◆ **Passage provided**:
↓

/Podcastic

A utility for generating conversational podcasts with AI text-to-speech, inspired by Google's NotebookLM.

Primary LanguagePythonMIT LicenseMIT

Podcastic

Podcastic is a Python-based tool that generates AI-driven podcast scripts and audio files using OpenAI or Eleven Labs text-to-speech services.

Setup

  • Clone this repository.
  • Install the required dependencies:
pip install -r requirements.txt
  • Create a .env file in the root directory with your API keys:
ELEVEN_LABS_API_KEY=your_eleven_labs_api_key_here
OPENAI_API_KEY=your_openai_api_key_here

Configuration

Configure voices and other settings in the config.yaml file.

Usage

Podcastic offers several commands:

Write a podcast script

Generate a podcast script based on a topic:

python podcastic/podcastic.py write --topic path/to/topic.md --output output.ssml

This command generates an SSML-inspired script file.

↑

◆ **Questions on the material**:
1 > Output the part of the Podcastic page from "Podcastic is a" to "the config.yaml file.".
2 > Decide whether each statement agrees with the Podcastic page, and back each yes or no with the deciding words quoted from it: (a) Podcastic can use Eleven Labs for its text-to-speech. (b) Voices are set in the .env file. (c) The write command produces an MP3 audio file.
You won't need the lines that come after the Podcastic page.

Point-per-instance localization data

↓

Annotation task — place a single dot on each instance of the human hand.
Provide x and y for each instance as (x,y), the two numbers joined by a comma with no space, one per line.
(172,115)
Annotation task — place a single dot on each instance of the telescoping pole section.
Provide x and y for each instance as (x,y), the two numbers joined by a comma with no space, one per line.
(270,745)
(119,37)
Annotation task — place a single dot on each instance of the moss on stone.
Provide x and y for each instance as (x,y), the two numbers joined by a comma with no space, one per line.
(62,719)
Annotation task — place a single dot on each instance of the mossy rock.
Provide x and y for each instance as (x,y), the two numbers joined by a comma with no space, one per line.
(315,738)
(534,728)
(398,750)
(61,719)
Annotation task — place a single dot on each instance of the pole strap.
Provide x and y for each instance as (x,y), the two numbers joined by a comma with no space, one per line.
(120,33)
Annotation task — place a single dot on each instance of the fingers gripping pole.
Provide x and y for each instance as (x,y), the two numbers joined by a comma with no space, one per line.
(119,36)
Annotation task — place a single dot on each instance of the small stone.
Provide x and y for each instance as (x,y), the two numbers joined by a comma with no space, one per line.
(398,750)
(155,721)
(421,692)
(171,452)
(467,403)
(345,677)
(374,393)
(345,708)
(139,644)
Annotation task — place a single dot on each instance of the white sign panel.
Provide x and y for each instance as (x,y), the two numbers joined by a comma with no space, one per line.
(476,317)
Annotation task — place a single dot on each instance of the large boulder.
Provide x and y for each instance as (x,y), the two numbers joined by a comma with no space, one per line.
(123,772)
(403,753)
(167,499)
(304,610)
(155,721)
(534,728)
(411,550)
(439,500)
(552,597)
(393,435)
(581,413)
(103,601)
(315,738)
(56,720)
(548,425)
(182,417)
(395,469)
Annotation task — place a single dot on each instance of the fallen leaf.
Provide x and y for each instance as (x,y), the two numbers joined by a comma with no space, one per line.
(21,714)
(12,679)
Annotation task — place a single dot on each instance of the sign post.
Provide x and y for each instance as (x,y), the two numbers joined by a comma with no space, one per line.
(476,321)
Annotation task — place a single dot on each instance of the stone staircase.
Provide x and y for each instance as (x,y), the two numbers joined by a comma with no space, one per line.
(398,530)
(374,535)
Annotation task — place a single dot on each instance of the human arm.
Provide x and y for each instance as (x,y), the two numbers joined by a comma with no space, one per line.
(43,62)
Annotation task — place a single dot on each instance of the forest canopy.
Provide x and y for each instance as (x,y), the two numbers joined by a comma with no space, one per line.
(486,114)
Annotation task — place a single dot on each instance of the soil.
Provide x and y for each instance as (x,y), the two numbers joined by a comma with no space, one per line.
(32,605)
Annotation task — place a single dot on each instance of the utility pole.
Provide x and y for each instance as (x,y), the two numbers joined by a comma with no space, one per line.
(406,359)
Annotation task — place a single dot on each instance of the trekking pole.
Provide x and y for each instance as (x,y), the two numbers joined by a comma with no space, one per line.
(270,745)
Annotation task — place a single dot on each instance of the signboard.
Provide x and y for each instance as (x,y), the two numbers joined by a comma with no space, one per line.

↑

◆ **Replies**:
1 >
Podcastic is a Python-based tool that generates AI-driven podcast scripts and audio files using OpenAI or Eleven Labs text-to-speech services.

Setup

  • Clone this repository.
  • Install the required dependencies:
pip install -r requirements.txt
  • Create a .env file in the root directory with your API keys:
ELEVEN_LABS_API_KEY=your_eleven_labs_api_key_here
OPENAI_API_KEY=your_openai_api_key_here

Configuration

Configure voices and other settings in the config.yaml file.

2 >
(a) Yes: "using OpenAI or Eleven Labs text-to-speech services."
(b) No: "Configure voices and other settings in the config.yaml file."
(c) No: "This command generates an SSML-inspired script file."